(Excerpts from a location annotation dataset)
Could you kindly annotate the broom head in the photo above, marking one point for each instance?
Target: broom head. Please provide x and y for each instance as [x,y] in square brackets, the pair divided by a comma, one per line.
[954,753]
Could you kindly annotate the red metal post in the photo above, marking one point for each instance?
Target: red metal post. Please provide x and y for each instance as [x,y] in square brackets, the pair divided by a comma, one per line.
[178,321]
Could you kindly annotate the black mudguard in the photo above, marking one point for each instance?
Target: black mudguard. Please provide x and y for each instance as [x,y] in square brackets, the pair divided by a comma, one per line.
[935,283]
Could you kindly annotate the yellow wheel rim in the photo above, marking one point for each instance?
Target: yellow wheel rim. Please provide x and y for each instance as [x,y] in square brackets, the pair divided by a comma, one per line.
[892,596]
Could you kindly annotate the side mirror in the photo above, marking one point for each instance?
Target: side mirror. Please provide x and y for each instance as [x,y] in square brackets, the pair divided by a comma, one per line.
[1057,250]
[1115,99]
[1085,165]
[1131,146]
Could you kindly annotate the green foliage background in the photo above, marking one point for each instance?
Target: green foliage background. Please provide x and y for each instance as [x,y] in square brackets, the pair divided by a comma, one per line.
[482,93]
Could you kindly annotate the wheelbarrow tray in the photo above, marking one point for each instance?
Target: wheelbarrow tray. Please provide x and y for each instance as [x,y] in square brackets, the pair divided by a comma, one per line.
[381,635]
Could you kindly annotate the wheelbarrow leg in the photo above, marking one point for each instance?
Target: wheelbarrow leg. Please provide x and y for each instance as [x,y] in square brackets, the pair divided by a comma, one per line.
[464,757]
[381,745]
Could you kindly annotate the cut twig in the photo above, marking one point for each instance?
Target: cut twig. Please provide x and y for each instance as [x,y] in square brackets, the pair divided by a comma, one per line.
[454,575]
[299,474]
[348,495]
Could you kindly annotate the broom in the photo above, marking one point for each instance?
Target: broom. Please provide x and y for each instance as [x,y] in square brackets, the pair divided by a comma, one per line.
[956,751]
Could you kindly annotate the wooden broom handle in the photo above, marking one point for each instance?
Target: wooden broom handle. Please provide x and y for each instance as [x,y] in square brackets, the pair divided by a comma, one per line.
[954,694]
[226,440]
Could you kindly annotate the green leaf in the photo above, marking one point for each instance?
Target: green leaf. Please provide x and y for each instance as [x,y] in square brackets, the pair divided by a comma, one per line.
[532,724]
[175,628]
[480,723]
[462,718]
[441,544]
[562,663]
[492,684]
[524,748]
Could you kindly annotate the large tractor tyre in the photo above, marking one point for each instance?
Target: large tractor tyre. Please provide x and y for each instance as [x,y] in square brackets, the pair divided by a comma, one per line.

Stated problem → Present these lines as a numbered list, leaving out any blank lines.

Exercise solution →
1. Could you kindly annotate the broom head in the photo above, marking one point for each instance?
2. Target: broom head. Please provide x and y for each instance as [x,y] in square brackets, the pair divided by a comma, one per line.
3. [954,753]
4. Could you kindly annotate the red metal post in the photo above, marking one point for each instance?
5. Target: red metal post. Please provide x and y for each instance as [x,y] in square brackets, the pair divided by a comma, one per line.
6. [178,321]
7. Could you kindly annotate the black mudguard in the photo above, marking one point for each instance?
8. Target: black mudguard. Please provide x and y for each instance as [x,y] in square brackets, the pair divided by a comma, one per line.
9. [935,283]
10. Could you kindly annotate the yellow wheel rim in the photo above, marking one point for each instance?
11. Target: yellow wheel rim. Please provide x and y for each instance as [x,y] in square brackets, the pair divided by a comma, one per line.
12. [892,596]
13. Could you kindly annotate the side mirror in the photo above, marking one point for each instance?
14. Target: side mirror. Please provide x and y for each instance as [x,y] in square brackets, the pair divided by a comma, one per line.
15. [1057,250]
16. [1115,99]
17. [1085,165]
18. [1131,146]
19. Could you kindly annotate the green foliage background in the photo above, marking one point for each instance?
20. Target: green foliage background. Please provide x and y for each instance as [x,y] in square brackets, the pair divided by a comma, one per line.
21. [482,93]
22. Could you kindly annotate the wheelbarrow tray in the photo above, marking one point for each instance?
23. Target: wheelbarrow tray. Please provide x and y for each instance as [x,y] in square brackets, the pair divided by a comma, one per line.
24. [381,635]
25. Could you kindly annotate the wheelbarrow leg in the photo above, marking one point for each instance?
26. Target: wheelbarrow leg. Please provide x and y for each instance as [x,y] in square brackets, the pair divided by a comma, one per line.
27. [464,757]
28. [381,745]
29. Could you kindly annotate the cut twig in the photo above, marking one point for each instance?
30. Target: cut twig. Please provide x and y for each instance as [x,y] in square brackets, the pair divided by a comma, one per line.
31. [454,575]
32. [299,474]
33. [348,495]
34. Could you kindly annotate the broom in the photo above, marking one point for each instance?
35. Target: broom. Please provide x and y for each instance as [x,y] in square brackets, the pair divided by a comma, one per line.
36. [956,751]
37. Could you kindly annotate the wooden broom handle in the photo above, marking one point for each instance?
38. Target: wooden broom handle. Please provide x and y for each instance as [x,y] in square brackets, the pair divided by a comma, one per line.
39. [954,694]
40. [226,440]
41. Could you kindly annotate the green leaf in the photo above, marking one point for each instance?
42. Target: green leaf. Please provide x and y for each instance as [x,y] in square brackets, the pair divided by a comma, one per line.
43. [532,724]
44. [175,628]
45. [480,723]
46. [462,718]
47. [441,544]
48. [562,663]
49. [492,684]
50. [524,748]
51. Could you kindly annotate the large tractor tyre in the photo above, marking one point for each instance?
52. Target: large tractor tyre. Please provide x and y for each instance as [x,y] in square brackets, the pair divided by a comma, one per line.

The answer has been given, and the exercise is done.